Your answer should consist of every line from the records that holds the string "wall".

[Data section]

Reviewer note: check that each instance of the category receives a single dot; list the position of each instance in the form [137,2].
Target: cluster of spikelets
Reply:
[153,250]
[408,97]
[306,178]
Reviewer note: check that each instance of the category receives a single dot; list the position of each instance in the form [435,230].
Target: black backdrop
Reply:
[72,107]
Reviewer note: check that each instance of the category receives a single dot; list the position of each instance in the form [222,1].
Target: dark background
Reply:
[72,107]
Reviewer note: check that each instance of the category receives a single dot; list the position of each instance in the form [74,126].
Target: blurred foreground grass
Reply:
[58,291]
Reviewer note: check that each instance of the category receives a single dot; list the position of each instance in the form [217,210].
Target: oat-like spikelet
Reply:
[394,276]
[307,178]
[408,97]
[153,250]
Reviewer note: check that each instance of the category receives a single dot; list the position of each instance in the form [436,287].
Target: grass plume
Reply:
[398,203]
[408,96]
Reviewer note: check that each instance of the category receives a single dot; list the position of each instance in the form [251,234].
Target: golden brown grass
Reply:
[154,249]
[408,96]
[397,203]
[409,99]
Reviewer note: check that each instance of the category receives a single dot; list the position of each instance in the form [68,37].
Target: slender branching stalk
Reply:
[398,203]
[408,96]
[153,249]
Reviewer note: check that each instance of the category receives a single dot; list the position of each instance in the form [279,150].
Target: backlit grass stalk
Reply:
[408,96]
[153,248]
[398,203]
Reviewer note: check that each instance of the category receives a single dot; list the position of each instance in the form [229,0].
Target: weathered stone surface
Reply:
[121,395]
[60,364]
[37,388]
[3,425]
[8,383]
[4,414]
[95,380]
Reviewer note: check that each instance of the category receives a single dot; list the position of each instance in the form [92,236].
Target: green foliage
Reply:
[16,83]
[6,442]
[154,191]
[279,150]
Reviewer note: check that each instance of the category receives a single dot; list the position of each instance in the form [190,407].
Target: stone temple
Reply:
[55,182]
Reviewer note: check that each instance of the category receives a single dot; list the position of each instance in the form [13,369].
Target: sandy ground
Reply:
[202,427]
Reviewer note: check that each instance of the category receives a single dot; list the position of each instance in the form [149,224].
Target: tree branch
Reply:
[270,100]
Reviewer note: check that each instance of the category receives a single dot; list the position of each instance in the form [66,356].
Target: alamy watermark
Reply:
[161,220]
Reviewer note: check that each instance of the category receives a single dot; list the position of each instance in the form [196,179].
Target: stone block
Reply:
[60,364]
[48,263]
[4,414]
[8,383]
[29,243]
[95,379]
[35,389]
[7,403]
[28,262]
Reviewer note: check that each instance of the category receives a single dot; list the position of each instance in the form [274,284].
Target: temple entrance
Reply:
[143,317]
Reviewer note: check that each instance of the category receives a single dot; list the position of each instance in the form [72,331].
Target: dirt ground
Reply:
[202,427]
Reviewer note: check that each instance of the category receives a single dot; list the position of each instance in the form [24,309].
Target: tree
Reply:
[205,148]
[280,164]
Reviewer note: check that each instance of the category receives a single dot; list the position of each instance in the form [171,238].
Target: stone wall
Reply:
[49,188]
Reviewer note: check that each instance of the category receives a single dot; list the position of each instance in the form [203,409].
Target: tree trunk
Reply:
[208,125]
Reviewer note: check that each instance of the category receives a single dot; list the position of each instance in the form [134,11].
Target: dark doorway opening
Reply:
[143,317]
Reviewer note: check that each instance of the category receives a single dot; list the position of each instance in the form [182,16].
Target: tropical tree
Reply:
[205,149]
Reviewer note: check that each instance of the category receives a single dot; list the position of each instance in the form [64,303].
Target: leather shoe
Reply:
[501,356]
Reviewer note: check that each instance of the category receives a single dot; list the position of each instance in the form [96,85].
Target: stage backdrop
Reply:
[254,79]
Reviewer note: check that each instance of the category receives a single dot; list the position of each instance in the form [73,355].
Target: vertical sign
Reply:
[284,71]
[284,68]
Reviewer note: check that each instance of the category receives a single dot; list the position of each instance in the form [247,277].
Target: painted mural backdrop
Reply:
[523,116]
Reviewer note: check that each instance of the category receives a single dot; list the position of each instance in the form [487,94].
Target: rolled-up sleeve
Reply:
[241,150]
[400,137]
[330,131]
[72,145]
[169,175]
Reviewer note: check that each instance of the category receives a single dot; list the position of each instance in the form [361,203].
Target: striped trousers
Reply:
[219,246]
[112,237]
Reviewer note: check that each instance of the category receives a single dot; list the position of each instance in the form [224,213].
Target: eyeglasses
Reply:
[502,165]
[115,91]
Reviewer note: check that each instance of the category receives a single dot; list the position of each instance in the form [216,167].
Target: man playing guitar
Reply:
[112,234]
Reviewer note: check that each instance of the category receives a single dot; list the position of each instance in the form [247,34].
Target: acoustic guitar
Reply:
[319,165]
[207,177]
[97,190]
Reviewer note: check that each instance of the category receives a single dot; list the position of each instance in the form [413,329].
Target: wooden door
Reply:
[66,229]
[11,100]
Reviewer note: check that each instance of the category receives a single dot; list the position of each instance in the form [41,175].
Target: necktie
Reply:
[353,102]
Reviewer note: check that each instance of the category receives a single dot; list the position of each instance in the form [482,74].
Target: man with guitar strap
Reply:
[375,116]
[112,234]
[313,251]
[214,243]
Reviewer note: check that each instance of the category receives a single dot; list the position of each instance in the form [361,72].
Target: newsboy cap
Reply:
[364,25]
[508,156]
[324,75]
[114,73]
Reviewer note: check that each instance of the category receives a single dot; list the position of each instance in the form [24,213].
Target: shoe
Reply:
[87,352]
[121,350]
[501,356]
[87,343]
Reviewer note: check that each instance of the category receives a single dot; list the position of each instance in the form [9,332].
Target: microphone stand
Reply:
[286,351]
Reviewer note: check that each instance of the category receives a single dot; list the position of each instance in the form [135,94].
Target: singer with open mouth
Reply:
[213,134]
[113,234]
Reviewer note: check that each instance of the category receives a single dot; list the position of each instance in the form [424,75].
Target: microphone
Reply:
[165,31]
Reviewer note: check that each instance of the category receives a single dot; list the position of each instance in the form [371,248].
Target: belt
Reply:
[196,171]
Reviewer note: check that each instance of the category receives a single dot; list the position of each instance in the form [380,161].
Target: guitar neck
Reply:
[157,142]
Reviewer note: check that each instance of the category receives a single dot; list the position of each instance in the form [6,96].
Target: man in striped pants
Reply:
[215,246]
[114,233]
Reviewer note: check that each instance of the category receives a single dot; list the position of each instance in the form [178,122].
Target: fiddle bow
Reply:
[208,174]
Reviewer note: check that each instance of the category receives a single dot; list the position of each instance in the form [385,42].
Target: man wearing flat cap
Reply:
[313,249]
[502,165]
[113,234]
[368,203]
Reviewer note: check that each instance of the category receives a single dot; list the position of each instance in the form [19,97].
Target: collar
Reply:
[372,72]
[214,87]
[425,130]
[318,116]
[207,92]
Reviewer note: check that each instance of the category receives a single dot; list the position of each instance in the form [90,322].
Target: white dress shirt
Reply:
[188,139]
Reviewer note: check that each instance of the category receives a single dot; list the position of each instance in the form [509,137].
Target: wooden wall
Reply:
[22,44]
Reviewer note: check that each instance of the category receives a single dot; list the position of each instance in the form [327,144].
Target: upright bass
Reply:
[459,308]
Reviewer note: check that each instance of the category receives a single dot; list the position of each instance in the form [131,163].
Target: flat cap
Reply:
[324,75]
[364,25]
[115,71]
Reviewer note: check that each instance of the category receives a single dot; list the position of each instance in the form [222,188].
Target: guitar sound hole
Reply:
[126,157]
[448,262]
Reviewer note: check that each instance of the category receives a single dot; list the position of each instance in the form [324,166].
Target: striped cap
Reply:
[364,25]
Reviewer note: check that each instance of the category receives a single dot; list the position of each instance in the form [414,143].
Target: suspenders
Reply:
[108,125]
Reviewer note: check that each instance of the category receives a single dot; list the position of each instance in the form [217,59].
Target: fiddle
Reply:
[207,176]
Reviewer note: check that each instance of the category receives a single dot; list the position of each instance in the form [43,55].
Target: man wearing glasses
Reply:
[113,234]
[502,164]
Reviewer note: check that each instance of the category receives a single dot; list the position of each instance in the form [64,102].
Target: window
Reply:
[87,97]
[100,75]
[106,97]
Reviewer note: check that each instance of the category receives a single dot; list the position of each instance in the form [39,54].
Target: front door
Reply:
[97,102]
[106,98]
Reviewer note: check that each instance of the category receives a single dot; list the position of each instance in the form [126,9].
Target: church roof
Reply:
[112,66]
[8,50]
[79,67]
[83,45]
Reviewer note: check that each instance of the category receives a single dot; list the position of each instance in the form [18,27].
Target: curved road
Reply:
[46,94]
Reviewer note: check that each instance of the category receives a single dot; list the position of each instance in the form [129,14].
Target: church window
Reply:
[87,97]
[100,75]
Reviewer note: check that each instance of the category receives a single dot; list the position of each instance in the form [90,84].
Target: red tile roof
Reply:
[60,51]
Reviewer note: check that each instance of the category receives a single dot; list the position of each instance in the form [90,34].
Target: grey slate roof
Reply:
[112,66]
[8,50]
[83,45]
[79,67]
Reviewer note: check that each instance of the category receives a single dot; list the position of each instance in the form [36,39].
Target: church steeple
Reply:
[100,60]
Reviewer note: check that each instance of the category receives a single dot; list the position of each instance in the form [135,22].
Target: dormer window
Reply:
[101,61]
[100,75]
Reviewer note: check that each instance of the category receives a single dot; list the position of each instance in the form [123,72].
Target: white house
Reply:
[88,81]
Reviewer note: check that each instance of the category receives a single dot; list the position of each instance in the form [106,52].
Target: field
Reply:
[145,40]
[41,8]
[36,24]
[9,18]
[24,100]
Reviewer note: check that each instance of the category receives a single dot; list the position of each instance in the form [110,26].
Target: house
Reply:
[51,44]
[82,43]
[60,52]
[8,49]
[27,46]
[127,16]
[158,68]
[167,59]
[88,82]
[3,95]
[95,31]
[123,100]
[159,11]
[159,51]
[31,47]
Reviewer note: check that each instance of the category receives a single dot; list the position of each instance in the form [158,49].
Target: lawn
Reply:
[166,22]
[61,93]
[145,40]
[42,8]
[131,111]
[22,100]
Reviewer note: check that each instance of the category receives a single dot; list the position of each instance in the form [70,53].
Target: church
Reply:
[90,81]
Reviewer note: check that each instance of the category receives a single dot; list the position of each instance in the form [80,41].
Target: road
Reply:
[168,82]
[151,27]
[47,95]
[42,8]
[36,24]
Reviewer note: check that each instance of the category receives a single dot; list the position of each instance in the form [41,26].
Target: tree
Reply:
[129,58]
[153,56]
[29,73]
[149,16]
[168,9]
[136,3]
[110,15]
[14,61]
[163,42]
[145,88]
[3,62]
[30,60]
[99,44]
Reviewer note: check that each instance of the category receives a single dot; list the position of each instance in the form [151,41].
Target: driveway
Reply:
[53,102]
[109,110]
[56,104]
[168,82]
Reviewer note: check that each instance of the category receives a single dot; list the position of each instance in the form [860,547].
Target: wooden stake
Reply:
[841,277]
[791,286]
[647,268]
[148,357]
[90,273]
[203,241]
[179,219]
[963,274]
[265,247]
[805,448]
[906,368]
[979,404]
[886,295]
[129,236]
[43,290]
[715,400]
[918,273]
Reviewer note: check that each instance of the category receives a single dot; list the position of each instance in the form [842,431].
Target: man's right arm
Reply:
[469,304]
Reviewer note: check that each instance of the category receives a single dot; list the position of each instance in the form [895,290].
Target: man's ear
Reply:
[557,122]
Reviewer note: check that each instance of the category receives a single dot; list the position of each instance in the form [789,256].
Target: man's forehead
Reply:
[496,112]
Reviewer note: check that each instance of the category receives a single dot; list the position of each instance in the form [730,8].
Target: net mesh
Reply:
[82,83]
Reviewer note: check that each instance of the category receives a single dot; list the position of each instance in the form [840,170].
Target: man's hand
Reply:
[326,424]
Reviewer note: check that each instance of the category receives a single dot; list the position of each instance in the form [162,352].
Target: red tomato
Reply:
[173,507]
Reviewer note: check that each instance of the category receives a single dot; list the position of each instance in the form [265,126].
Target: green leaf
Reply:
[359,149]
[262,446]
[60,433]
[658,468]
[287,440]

[/Data section]

* [Answer space]:
Target: stone wall
Target: wooden wall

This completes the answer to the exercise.